▶ LESETEXT
---*---
Körperschaftsteuererhöhung bei Herabsetzung von Geschäftsguthaben einer Genossenschaft
Hintergrund: Gesetzliche Regelung
Gemäß § 38 Abs. 2 Satz 1 KStG erhöht sich die Körperschaftsteuer des Veranlagungszeitraums, in dem das Wirtschaftsjahr endet, in dem die Leistungen erfolgen, um 3/7 des Betrags der Leistungen, für die ein Teilbetrag aus dem Endbetrag im Sinne des Absatzes 1 als verwendet gilt (Körperschaftsteuererhöhung). Nach § 38 Abs. 1 Satz 3 KStG verringert sich der in Satz 1 geregelte positive Endbetrag jeweils, soweit er als für Leistungen verwendet gilt. Er gilt nach Satz 4 des § 38 Abs. 1 KStG als verwendet, soweit die Summe der Leistungen, die die Gesellschaft im Wirtschaftsjahr erbracht hat, den um den Bestand des Satzes 1 verminderten ausschüttbaren Gewinn (§ 27 KStG) übersteigt. Nach Satz 6 des § 38 Abs. 1 KStG stellt die Rückzahlung von Geschäftsguthaben an ausscheidende Mitglieder von Genossenschaften, soweit es sich dabei nicht um Nennkapital im Sinne des § 28 Abs. 2 Satz 2 KStG handelt, keine Leistung im Sinne der Sätze 3 und 4 dar.
---*---
▶ DATENSÄTZE
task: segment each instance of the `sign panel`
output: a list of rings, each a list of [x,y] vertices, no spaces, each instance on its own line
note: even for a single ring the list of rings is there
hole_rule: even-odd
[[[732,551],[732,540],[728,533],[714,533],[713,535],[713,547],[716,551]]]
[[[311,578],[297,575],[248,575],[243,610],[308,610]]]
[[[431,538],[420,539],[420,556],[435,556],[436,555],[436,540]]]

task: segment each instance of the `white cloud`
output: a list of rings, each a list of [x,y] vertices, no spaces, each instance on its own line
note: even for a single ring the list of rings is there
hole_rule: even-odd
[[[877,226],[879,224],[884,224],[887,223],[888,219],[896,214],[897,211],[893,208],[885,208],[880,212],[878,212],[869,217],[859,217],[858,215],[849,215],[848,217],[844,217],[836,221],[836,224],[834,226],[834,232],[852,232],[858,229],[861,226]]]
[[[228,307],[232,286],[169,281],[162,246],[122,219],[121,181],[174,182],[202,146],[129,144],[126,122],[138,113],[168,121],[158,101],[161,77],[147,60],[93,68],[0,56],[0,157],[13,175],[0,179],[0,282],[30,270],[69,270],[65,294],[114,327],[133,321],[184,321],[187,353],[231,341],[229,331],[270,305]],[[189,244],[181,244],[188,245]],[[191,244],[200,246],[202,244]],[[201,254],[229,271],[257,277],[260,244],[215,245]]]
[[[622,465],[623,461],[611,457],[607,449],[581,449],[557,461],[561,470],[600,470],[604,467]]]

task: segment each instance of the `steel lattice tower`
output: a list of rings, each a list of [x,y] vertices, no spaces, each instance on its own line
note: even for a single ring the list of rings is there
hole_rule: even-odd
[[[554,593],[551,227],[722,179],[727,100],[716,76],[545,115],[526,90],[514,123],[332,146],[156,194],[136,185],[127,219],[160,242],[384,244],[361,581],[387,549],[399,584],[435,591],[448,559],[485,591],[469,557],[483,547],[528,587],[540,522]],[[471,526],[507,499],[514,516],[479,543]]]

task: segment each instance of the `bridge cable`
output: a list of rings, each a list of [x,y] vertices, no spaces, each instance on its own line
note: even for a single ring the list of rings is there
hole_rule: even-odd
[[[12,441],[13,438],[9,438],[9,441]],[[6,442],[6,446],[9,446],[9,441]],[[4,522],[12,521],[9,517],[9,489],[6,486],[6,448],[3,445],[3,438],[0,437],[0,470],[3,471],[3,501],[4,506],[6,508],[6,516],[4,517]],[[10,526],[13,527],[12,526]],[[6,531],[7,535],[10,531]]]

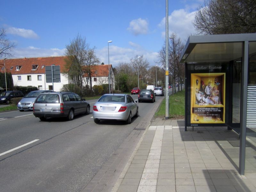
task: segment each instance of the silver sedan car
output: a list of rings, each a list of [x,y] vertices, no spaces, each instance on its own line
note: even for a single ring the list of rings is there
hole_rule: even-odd
[[[126,94],[103,95],[93,107],[94,122],[98,123],[101,119],[116,119],[130,124],[132,118],[139,115],[138,102]]]

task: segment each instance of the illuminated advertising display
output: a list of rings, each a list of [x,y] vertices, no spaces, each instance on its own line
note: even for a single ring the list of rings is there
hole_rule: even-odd
[[[226,74],[191,74],[191,124],[225,123]]]

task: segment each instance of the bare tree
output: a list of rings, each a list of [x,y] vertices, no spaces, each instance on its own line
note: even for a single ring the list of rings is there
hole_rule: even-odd
[[[171,81],[172,82],[172,94],[176,92],[176,89],[174,88],[176,80],[179,79],[178,83],[179,84],[182,72],[184,70],[184,64],[180,63],[179,61],[180,57],[181,55],[184,46],[180,37],[178,37],[176,33],[172,33],[169,39],[168,48],[168,68],[172,78]],[[158,63],[162,64],[163,67],[165,65],[165,44],[158,52]],[[179,90],[179,86],[178,89]]]
[[[95,74],[95,71],[93,71],[92,70],[92,67],[95,65],[97,65],[100,63],[100,60],[96,56],[95,54],[95,47],[92,48],[88,48],[87,50],[85,50],[85,60],[84,61],[84,64],[85,67],[83,68],[84,73],[86,74],[87,77],[87,82],[86,81],[84,80],[84,80],[85,82],[86,85],[88,84],[88,80],[89,80],[90,82],[90,90],[92,90],[92,77],[94,76],[93,74]],[[87,83],[87,84],[86,83]]]
[[[5,30],[4,28],[0,28],[0,58],[7,55],[11,56],[10,53],[15,48],[16,44],[10,41],[8,39],[5,34]]]
[[[205,0],[193,24],[204,35],[256,32],[255,0]]]
[[[149,63],[146,59],[143,57],[143,55],[138,58],[138,55],[136,55],[134,58],[131,59],[130,62],[132,66],[133,70],[138,75],[139,73],[139,76],[140,76],[142,79],[142,83],[143,79],[146,77],[147,74],[147,69],[148,68]],[[139,72],[138,72],[138,66],[139,66]]]

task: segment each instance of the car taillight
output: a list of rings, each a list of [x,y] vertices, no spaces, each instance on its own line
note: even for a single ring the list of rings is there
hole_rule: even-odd
[[[60,103],[60,113],[64,113],[64,107],[63,105],[63,103]]]
[[[98,109],[97,108],[97,107],[96,107],[96,105],[93,105],[93,107],[92,108],[92,110],[94,111],[98,111]]]
[[[125,106],[122,106],[119,109],[119,110],[118,111],[118,112],[123,112],[124,111],[125,111],[125,110],[126,110],[126,109],[127,109],[127,107]]]

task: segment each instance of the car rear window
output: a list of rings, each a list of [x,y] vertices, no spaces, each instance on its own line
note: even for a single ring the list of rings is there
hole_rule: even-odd
[[[98,102],[124,102],[124,96],[122,95],[103,95],[100,98]]]
[[[151,92],[149,90],[142,90],[140,92],[140,93],[142,94],[151,94]]]
[[[57,94],[41,94],[38,96],[36,103],[60,103],[60,97]]]

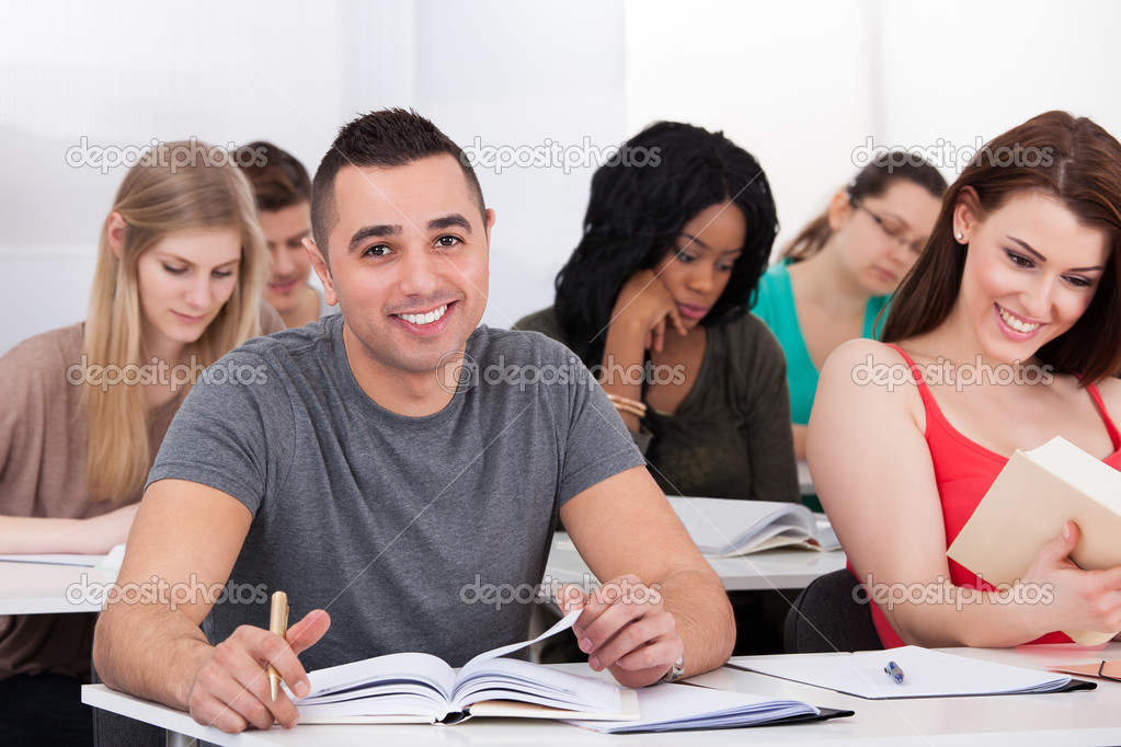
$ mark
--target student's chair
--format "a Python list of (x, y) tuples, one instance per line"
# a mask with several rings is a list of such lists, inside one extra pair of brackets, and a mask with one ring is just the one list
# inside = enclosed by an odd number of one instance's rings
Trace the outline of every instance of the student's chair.
[(786, 616), (788, 654), (883, 648), (872, 623), (872, 601), (846, 568), (814, 579)]

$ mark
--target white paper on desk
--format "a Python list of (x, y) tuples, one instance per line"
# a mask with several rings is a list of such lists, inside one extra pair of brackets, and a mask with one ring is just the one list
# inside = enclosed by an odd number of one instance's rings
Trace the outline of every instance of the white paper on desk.
[[(895, 662), (904, 671), (901, 683), (883, 671), (888, 662)], [(734, 665), (872, 700), (1051, 692), (1071, 683), (1071, 678), (1053, 672), (994, 664), (920, 646), (854, 654), (753, 656)]]
[(0, 560), (17, 563), (41, 563), (46, 566), (82, 566), (85, 568), (104, 568), (121, 570), (124, 559), (124, 545), (118, 544), (106, 555), (85, 555), (75, 552), (34, 552), (18, 555), (0, 555)]
[(686, 729), (719, 729), (780, 721), (795, 717), (821, 716), (813, 706), (797, 700), (775, 700), (747, 692), (729, 692), (688, 684), (658, 684), (632, 691), (638, 694), (642, 718), (637, 721), (582, 721), (565, 719), (566, 723), (606, 731), (677, 731)]

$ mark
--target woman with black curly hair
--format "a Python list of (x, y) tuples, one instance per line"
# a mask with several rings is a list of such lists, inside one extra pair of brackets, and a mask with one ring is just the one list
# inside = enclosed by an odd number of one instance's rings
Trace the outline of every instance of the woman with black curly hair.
---*---
▶ AUFGABEN
- a) Um welchen Anteil des Betrags der Leistungen erhöht sich die Körperschaftsteuer laut Lesetext?
- b) Erkläre anhand des Lesetextes, warum sich der positive Endbetrag nach § 38 Abs. 1 Satz 3 KStG verringert und wann er als verwendet gilt.
- c) Nenne alle Paragraphen des KStG, die der Lesetext anführt.

▶ LÖSUNGEN
- a) Um 3/7 des Betrags der Leistungen, für die ein Teilbetrag aus dem Endbetrag als verwendet gilt.

- b) Der positive Endbetrag verringert sich, soweit er als für Leistungen verwendet gilt. Als verwendet gilt er, soweit die Summe der Leistungen, die die Gesellschaft im Wirtschaftsjahr erbracht hat, den um den Bestand verminderten ausschüttbaren Gewinn (§ 27 KStG) übersteigt.

- c) § 38 KStG, § 27 KStG, § 28 KStG